▸ TASK TO CARRY OUT
Collect each line below that contains the word "face", and copy every such line in full.

▸ Records from a data source
──────────────────────────────

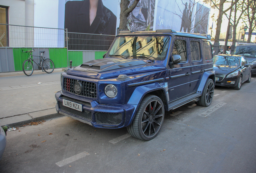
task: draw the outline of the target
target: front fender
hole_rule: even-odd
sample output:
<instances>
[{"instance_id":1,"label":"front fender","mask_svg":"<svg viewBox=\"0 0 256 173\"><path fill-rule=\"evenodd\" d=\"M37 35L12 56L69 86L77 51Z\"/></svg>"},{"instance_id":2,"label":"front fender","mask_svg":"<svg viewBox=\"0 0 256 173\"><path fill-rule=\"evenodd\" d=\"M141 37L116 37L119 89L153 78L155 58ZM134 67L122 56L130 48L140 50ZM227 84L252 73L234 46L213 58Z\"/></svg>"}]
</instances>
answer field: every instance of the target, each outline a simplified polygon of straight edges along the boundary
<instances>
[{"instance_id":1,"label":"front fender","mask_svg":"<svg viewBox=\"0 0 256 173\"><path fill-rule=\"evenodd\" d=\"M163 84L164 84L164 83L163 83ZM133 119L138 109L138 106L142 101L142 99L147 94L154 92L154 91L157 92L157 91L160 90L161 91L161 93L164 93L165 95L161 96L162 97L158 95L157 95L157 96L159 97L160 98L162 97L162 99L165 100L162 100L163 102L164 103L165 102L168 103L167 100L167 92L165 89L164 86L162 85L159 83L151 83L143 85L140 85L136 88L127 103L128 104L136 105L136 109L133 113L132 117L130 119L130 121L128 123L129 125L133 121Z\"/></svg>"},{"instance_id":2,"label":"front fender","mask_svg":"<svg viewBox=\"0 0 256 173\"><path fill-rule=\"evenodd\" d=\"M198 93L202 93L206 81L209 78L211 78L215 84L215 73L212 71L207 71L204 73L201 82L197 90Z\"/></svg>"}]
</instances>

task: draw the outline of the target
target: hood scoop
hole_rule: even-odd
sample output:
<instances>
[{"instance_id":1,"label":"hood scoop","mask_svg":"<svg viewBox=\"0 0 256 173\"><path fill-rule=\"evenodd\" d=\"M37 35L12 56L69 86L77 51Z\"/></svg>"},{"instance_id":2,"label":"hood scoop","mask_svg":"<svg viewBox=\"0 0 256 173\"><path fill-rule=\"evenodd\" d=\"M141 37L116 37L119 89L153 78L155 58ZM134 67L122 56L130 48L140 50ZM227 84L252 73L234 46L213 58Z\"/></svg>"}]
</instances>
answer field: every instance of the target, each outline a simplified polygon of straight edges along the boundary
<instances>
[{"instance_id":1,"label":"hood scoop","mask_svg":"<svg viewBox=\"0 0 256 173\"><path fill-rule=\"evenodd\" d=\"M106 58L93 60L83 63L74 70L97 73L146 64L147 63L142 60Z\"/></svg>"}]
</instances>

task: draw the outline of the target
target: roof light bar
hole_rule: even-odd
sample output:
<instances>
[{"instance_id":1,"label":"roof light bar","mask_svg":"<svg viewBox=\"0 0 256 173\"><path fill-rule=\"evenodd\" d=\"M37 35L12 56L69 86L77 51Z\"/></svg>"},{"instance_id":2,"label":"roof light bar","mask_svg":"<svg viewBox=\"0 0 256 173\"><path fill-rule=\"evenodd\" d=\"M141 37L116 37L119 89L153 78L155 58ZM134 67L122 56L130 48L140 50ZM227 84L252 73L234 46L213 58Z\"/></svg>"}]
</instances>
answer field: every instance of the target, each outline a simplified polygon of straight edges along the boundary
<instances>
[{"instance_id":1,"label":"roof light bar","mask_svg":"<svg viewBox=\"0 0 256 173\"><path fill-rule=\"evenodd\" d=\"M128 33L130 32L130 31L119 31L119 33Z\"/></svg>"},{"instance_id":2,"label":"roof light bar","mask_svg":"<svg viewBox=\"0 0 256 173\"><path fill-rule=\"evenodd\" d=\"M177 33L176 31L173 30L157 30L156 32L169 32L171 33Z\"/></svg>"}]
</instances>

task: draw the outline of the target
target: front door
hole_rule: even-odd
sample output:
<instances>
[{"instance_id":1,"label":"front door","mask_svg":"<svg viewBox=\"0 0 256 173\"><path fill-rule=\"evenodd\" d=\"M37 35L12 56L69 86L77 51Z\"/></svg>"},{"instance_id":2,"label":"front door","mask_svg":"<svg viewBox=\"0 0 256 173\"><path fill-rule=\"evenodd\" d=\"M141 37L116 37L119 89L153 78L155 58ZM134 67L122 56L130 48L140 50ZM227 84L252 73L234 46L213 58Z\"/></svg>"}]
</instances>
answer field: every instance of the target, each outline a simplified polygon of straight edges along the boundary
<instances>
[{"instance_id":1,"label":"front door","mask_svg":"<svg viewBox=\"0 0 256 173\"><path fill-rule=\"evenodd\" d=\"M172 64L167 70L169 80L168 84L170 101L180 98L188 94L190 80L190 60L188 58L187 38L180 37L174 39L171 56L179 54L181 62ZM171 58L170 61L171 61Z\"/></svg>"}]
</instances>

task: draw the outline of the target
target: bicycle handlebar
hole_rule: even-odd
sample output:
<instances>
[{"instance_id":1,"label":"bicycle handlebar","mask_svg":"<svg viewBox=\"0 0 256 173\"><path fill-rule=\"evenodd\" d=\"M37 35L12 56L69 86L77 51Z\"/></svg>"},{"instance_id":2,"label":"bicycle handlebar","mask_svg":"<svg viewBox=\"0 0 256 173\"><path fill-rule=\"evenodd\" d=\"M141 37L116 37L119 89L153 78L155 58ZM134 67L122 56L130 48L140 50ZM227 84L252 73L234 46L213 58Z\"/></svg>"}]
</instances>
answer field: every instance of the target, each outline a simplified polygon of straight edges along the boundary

──────────────────────────────

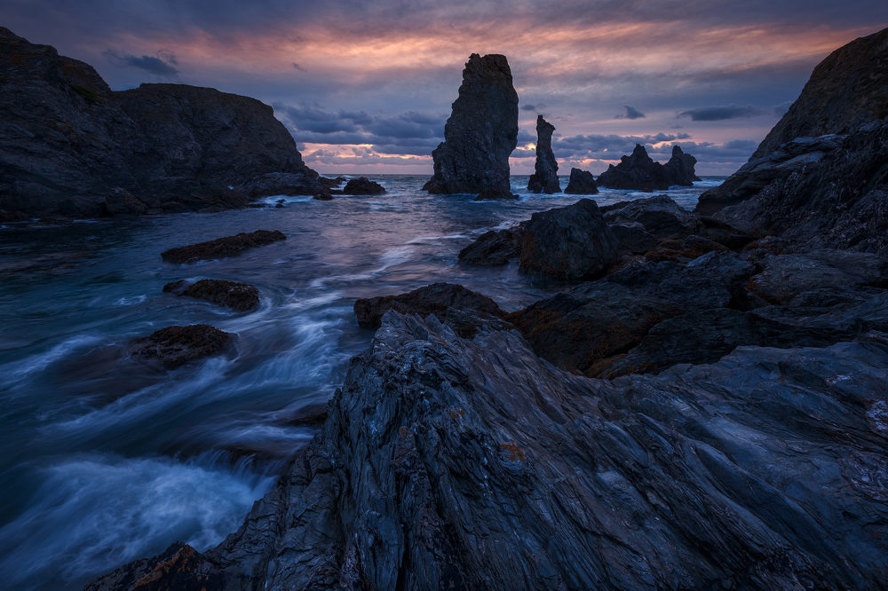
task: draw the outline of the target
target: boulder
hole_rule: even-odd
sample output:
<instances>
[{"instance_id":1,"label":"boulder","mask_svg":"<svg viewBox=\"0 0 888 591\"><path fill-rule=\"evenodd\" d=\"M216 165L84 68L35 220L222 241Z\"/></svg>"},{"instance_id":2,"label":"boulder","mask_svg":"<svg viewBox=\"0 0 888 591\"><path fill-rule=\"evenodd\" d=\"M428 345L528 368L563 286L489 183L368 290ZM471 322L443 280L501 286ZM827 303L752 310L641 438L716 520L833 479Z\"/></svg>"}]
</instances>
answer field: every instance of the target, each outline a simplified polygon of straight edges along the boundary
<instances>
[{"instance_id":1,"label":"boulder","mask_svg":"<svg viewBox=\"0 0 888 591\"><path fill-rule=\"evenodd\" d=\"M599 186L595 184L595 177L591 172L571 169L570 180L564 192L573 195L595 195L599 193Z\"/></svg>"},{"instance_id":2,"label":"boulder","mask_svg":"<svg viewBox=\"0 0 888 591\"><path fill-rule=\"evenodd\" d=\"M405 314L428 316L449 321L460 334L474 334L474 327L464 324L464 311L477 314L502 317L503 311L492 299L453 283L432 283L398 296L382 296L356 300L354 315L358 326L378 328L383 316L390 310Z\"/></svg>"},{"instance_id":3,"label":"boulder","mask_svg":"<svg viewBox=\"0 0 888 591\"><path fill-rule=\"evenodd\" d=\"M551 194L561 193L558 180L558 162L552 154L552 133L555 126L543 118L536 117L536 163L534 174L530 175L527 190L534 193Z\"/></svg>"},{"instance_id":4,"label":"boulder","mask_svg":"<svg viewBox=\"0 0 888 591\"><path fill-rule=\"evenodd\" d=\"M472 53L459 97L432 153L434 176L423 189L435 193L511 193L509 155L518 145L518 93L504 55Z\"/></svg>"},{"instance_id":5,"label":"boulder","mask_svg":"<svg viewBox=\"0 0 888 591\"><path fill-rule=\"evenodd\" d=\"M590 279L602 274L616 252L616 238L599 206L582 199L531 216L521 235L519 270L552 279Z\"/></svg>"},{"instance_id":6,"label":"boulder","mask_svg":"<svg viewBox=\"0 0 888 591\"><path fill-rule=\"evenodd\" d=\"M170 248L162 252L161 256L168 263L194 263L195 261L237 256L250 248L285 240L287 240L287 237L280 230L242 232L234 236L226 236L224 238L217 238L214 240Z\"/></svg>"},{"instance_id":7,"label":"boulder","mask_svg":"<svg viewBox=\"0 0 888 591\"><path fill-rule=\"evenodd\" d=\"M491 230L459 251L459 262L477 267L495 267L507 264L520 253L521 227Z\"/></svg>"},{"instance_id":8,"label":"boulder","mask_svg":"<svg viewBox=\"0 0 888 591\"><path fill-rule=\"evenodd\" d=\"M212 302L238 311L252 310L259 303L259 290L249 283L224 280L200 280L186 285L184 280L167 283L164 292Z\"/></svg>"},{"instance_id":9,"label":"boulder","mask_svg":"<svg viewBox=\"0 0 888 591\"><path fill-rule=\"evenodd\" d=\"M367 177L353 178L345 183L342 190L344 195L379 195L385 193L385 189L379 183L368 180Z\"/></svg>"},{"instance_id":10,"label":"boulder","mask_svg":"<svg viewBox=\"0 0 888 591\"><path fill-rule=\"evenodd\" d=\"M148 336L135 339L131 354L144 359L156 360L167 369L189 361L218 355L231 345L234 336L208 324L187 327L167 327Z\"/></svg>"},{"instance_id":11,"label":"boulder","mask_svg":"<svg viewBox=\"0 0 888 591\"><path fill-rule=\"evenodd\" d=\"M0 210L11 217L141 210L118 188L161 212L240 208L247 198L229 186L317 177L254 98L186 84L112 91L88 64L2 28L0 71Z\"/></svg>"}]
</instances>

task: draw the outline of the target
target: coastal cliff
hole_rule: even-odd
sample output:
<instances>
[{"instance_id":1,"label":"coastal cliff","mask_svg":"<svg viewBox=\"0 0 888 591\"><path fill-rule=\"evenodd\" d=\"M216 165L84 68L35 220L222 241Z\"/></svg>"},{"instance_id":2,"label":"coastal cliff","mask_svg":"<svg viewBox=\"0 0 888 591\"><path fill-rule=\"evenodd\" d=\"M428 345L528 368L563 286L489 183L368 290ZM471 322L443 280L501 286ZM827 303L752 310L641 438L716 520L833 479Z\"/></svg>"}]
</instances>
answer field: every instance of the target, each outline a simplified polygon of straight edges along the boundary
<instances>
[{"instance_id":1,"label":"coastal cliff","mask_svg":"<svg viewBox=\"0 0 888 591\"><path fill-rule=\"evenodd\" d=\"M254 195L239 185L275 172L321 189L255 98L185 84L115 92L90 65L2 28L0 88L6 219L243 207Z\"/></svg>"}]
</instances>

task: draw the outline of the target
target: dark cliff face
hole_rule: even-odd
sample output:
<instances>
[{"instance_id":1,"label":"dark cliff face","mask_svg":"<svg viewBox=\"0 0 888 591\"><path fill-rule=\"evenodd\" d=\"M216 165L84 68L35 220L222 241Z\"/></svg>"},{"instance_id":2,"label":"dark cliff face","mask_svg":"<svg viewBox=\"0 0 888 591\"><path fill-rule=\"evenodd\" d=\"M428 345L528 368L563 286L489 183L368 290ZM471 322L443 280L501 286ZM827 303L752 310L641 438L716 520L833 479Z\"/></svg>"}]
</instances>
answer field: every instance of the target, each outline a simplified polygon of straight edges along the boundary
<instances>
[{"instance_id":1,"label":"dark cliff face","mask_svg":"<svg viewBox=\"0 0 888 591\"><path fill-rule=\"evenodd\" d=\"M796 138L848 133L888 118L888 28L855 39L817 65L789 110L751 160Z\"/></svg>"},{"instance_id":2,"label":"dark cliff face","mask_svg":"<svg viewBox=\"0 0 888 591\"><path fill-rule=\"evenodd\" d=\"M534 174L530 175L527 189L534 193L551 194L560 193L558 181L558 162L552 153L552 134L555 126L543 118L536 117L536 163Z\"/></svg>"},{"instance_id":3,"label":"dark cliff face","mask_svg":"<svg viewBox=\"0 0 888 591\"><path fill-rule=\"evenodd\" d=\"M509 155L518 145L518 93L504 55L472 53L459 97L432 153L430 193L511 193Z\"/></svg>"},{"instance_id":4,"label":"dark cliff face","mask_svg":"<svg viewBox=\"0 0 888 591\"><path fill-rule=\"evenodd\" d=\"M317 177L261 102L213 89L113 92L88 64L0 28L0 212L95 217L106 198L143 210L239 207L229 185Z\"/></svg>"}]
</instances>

──────────────────────────────

▸ ANSWER FOR THE TASK
target: dark cliff face
[{"instance_id":1,"label":"dark cliff face","mask_svg":"<svg viewBox=\"0 0 888 591\"><path fill-rule=\"evenodd\" d=\"M216 165L84 68L35 220L222 241Z\"/></svg>"},{"instance_id":2,"label":"dark cliff face","mask_svg":"<svg viewBox=\"0 0 888 591\"><path fill-rule=\"evenodd\" d=\"M428 345L528 368L563 286L489 183L368 290ZM471 322L443 280L501 286ZM827 303L752 310L641 438L716 520L833 479Z\"/></svg>"}]
[{"instance_id":1,"label":"dark cliff face","mask_svg":"<svg viewBox=\"0 0 888 591\"><path fill-rule=\"evenodd\" d=\"M796 138L848 133L888 118L888 28L855 39L817 65L789 110L751 160Z\"/></svg>"},{"instance_id":2,"label":"dark cliff face","mask_svg":"<svg viewBox=\"0 0 888 591\"><path fill-rule=\"evenodd\" d=\"M534 174L530 175L527 189L534 193L551 194L560 193L558 181L558 162L552 153L552 134L555 126L543 118L536 117L536 163Z\"/></svg>"},{"instance_id":3,"label":"dark cliff face","mask_svg":"<svg viewBox=\"0 0 888 591\"><path fill-rule=\"evenodd\" d=\"M509 155L518 145L518 93L504 55L472 53L459 97L432 153L430 193L511 193Z\"/></svg>"},{"instance_id":4,"label":"dark cliff face","mask_svg":"<svg viewBox=\"0 0 888 591\"><path fill-rule=\"evenodd\" d=\"M317 177L261 102L213 89L113 92L88 64L0 28L0 212L95 217L106 198L143 210L239 207L229 185Z\"/></svg>"}]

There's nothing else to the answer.